§ PROBLEM DETAILS
Reproduce the data below with every occurrence of "carefully" swapped for "closely", leaving everything else unchanged.
◆ ◆ ◆ ◆ ◆
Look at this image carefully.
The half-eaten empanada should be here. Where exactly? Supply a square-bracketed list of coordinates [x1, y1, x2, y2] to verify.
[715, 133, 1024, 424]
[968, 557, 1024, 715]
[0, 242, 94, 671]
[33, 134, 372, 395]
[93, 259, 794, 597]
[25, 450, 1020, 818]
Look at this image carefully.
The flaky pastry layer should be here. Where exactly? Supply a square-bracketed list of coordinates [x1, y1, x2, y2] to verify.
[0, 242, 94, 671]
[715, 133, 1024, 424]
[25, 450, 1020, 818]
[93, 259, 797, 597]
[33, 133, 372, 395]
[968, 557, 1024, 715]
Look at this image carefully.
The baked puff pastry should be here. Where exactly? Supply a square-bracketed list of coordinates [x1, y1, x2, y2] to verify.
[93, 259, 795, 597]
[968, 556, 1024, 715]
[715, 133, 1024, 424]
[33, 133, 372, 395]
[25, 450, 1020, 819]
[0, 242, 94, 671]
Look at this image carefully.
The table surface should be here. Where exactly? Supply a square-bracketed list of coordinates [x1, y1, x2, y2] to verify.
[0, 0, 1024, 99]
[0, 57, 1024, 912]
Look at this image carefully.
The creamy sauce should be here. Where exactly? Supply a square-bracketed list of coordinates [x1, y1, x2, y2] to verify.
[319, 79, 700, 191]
◆ ◆ ◆ ◆ ◆
§ RESPONSE
Look at this image closely.
The half-eaten empanada should be here. Where exactly? Supply a square-bracketed list of coordinates [x1, y1, x2, y2] to verify.
[715, 133, 1024, 424]
[968, 557, 1024, 715]
[0, 242, 94, 671]
[33, 134, 372, 395]
[93, 259, 794, 597]
[25, 450, 1020, 818]
Look at this image closely.
The flaky pastry layer should be here. Where exactly? Supply a square-bracketed list of coordinates [x1, y1, x2, y2] to verify.
[0, 242, 94, 671]
[715, 133, 1024, 424]
[25, 450, 1020, 818]
[93, 259, 797, 597]
[33, 133, 372, 395]
[968, 557, 1024, 715]
Look at this image closely.
The baked puff pastry should be here. Where exactly? Supply a square-bracketed list of coordinates [x1, y1, x2, y2] to verify.
[93, 259, 795, 597]
[968, 556, 1024, 715]
[715, 133, 1024, 424]
[33, 133, 372, 395]
[25, 450, 1020, 819]
[0, 242, 94, 671]
Look at this image closely.
The table surface should be here. Where exactly? Supply a square-bracketed list of coordinates [x1, y1, x2, y2] to verify.
[0, 0, 1024, 99]
[0, 57, 1024, 912]
Look at this image closely.
The creamy sauce should be here. Where exactly? Supply a square-bracketed list of coordinates [x1, y1, x2, y2] to verify.
[319, 79, 700, 191]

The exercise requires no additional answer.